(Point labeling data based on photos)
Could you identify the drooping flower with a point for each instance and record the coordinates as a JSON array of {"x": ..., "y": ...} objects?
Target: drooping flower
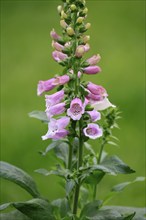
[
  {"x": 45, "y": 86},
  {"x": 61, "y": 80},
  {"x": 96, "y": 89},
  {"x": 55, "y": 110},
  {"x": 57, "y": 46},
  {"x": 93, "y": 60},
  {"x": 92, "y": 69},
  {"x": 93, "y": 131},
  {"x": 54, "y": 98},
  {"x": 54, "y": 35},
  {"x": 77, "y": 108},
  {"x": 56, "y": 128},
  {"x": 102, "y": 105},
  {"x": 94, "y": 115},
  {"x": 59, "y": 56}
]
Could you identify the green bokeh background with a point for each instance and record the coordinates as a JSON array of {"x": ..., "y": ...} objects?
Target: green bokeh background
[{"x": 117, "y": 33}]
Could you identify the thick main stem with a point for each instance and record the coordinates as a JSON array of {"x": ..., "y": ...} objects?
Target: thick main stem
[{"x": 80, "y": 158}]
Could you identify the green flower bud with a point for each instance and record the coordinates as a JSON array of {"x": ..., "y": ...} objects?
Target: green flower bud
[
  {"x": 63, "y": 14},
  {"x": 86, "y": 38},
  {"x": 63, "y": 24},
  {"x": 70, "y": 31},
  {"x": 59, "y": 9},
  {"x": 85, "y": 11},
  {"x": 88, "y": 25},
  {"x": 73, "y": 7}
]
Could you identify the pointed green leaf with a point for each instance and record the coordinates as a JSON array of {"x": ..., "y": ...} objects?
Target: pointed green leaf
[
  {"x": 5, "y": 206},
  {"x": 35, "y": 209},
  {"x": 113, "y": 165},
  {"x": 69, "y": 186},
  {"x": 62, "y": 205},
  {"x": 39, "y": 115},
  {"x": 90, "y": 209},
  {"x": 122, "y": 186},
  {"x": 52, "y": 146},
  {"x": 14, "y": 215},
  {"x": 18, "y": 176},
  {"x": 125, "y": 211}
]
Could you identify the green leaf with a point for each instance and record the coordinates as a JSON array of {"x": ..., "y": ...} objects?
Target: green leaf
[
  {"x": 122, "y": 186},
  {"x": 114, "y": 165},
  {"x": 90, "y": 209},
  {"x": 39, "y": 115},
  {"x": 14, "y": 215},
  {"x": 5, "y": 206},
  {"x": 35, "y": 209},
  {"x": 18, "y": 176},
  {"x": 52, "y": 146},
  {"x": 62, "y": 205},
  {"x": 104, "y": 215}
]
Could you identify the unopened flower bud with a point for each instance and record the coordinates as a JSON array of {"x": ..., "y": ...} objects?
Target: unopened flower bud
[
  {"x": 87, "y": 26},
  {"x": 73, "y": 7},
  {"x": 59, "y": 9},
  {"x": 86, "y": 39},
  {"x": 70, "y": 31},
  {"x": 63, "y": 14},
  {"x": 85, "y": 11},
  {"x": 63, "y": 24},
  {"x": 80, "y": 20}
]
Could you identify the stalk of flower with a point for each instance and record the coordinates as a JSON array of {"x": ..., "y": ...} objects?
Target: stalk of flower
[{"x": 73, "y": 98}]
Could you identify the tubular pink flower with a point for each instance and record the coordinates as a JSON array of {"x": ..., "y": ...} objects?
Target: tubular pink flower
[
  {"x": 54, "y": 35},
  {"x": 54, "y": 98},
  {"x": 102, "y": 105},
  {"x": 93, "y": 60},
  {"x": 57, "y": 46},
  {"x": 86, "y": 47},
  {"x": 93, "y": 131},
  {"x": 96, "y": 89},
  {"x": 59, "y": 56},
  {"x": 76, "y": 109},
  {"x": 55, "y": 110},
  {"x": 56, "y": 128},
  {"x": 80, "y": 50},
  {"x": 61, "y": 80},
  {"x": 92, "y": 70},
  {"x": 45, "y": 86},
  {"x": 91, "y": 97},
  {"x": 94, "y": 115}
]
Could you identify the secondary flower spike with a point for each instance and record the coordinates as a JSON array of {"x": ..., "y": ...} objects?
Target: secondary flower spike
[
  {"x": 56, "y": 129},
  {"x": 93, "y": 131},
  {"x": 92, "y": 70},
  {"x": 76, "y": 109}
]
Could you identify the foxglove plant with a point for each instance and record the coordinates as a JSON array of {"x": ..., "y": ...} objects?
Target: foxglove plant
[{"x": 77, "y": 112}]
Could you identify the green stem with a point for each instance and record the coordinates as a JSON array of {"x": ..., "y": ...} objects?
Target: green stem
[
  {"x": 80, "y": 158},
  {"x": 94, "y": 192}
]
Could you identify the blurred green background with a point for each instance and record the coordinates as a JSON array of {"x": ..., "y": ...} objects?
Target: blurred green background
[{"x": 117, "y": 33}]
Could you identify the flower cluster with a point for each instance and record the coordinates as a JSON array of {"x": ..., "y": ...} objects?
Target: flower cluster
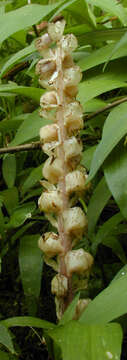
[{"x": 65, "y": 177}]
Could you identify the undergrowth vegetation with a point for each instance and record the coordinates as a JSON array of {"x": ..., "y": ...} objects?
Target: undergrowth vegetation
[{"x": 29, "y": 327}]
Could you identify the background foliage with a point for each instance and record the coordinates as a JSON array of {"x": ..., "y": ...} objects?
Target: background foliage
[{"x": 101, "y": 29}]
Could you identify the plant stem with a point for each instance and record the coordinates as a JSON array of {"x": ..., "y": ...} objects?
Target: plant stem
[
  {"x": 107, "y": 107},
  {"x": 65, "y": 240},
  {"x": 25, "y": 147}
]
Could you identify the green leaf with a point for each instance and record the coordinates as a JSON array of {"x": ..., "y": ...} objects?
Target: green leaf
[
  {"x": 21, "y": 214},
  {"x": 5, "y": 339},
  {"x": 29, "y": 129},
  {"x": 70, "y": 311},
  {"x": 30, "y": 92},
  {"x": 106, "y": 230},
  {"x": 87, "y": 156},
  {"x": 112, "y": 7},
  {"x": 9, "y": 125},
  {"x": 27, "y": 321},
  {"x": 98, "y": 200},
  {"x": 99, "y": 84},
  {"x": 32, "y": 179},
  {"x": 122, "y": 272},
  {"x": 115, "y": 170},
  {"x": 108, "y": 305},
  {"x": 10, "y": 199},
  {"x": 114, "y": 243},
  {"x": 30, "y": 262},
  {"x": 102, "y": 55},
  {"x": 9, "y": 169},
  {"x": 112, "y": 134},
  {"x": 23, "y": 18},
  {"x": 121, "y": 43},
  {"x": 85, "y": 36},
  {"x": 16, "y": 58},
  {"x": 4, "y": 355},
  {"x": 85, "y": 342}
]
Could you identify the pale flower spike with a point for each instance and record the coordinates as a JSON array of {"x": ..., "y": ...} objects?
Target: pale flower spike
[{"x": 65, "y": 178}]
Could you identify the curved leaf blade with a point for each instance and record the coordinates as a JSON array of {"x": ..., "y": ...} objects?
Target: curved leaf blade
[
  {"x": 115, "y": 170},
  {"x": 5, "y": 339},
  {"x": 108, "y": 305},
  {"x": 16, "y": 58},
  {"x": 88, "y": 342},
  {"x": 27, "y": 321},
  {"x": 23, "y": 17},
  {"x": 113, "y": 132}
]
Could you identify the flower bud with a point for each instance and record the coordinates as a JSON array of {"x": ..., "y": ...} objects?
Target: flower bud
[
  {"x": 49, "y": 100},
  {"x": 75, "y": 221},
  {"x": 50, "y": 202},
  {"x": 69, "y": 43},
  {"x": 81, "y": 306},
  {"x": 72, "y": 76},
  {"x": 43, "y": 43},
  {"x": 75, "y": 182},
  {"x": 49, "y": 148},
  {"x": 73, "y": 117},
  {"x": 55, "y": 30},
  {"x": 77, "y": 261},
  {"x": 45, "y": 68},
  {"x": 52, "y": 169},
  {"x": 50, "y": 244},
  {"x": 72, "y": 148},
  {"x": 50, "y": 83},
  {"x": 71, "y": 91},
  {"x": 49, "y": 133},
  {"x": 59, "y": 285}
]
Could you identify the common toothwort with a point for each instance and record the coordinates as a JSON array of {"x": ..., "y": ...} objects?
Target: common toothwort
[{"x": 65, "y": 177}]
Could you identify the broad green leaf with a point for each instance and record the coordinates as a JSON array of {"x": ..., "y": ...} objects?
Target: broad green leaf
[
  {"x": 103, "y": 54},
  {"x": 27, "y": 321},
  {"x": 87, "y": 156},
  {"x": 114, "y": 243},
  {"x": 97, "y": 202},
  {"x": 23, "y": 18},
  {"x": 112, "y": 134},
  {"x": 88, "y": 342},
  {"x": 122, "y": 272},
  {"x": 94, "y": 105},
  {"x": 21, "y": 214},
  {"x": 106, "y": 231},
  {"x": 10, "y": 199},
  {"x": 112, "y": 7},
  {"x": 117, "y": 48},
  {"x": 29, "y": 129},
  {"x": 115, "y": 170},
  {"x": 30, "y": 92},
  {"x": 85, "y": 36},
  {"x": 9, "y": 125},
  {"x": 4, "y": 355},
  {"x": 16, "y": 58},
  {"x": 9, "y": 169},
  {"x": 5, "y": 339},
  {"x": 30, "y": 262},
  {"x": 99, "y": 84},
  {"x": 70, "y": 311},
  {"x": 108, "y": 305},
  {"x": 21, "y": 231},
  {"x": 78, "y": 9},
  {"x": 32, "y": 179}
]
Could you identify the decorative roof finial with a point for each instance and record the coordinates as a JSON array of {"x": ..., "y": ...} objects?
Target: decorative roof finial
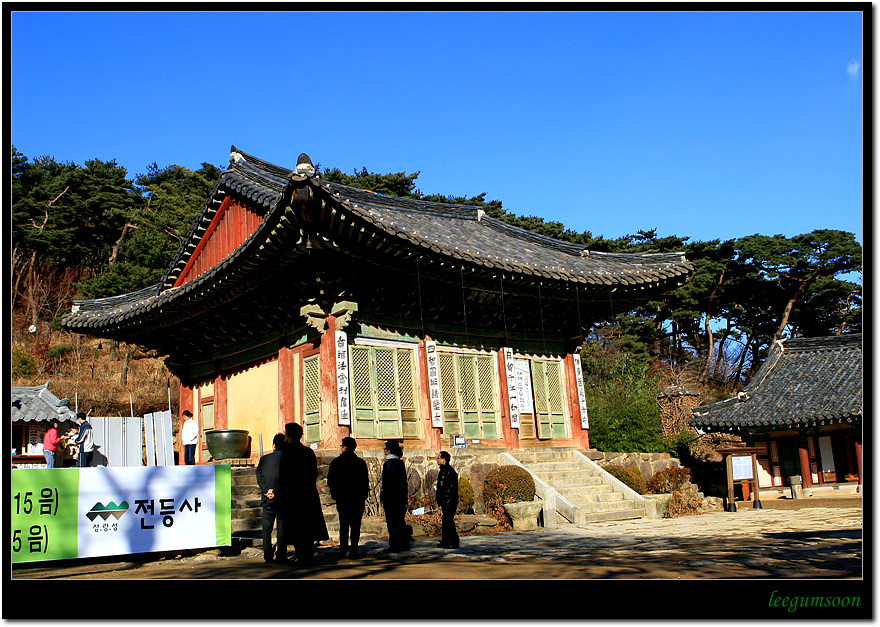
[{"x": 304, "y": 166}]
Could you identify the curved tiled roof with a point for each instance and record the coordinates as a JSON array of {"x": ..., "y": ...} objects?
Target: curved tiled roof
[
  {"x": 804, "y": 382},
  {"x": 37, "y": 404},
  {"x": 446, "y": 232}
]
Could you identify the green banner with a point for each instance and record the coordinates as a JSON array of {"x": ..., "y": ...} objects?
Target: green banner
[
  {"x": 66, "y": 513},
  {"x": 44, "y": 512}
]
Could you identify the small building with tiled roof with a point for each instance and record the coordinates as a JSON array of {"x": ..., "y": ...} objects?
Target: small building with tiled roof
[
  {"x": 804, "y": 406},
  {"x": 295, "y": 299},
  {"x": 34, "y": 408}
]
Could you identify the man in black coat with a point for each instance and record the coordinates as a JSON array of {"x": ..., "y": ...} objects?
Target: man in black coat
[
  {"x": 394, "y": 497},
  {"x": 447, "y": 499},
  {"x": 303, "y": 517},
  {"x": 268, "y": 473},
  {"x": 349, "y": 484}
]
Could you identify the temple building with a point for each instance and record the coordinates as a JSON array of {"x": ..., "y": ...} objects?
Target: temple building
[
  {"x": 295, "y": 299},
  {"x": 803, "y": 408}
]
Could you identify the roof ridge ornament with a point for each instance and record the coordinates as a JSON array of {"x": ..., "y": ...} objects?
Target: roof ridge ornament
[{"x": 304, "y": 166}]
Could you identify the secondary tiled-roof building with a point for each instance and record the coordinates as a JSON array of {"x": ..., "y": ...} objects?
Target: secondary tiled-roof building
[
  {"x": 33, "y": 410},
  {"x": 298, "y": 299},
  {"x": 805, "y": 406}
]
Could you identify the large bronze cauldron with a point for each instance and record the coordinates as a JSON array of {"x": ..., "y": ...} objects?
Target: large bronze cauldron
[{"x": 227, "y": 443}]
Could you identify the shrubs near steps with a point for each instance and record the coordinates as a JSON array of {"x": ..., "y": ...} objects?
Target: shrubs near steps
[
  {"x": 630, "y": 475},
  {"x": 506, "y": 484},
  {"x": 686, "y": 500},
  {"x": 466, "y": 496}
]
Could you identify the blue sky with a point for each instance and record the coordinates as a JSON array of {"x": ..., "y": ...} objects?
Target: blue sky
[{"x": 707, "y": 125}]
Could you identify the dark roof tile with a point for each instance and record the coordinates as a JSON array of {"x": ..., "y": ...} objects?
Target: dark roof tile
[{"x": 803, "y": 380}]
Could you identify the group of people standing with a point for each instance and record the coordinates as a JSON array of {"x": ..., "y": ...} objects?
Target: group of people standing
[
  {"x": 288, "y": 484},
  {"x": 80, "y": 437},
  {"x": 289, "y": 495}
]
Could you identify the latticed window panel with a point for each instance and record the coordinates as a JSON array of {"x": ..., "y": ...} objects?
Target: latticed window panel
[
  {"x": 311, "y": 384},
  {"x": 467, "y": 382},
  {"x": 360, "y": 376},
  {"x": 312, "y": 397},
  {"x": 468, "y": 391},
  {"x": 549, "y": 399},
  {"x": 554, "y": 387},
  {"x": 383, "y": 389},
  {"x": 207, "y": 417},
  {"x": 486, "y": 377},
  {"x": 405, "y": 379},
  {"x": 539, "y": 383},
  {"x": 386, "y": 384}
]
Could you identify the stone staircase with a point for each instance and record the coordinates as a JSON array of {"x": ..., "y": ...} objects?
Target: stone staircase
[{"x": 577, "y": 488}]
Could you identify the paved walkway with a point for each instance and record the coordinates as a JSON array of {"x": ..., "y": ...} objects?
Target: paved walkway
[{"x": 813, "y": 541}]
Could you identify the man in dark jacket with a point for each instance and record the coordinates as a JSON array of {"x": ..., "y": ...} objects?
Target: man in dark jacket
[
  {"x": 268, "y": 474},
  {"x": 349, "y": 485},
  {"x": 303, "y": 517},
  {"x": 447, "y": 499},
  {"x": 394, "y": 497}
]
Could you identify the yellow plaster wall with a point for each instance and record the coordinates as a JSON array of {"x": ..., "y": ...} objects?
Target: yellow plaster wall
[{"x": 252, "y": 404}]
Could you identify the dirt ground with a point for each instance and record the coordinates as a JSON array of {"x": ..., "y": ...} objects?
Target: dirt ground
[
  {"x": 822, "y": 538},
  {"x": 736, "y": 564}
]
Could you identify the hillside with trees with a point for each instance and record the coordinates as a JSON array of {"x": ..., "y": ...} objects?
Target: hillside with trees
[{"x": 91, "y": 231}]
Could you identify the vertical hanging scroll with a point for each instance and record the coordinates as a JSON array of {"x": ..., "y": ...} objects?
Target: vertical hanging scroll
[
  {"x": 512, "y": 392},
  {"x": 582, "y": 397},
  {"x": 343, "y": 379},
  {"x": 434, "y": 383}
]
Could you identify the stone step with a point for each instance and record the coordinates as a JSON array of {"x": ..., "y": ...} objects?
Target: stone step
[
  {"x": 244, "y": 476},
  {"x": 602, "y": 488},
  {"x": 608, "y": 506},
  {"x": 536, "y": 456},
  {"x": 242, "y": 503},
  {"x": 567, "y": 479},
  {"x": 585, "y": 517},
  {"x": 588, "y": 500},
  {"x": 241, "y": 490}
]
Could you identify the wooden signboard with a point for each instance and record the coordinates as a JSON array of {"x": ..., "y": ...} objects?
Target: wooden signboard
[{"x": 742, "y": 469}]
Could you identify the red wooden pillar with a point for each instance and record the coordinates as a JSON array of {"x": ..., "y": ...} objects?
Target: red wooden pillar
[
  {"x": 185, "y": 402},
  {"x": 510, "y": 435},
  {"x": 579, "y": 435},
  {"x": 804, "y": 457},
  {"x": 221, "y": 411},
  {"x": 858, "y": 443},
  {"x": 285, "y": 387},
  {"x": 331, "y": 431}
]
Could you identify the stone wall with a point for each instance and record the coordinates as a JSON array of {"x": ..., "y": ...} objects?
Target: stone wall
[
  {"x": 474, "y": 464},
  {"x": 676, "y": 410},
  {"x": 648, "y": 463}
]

* Challenge:
Can you retype the records from the line containing "Could you identify the wooden" through the end of the records, reproducing every character unchanged?

* Output below:
Could you identify the wooden signboard with a point for each instance and record the coordinates as a JSON array of {"x": ..., "y": ...} objects?
Target: wooden signboard
[{"x": 742, "y": 469}]
Could you identify the red wooden pillar with a point for each instance and record the coordinates as a JSON array of {"x": ..., "y": ...} objects?
Target: red wooden pillar
[
  {"x": 185, "y": 402},
  {"x": 510, "y": 435},
  {"x": 579, "y": 435},
  {"x": 804, "y": 457},
  {"x": 221, "y": 411},
  {"x": 858, "y": 443},
  {"x": 285, "y": 387},
  {"x": 331, "y": 431}
]
Could you identify the stone wall with a point for each instance and record the coordinates as a JSON array of {"x": ..., "y": ...} objects?
Target: stone wall
[
  {"x": 474, "y": 464},
  {"x": 676, "y": 410},
  {"x": 648, "y": 463}
]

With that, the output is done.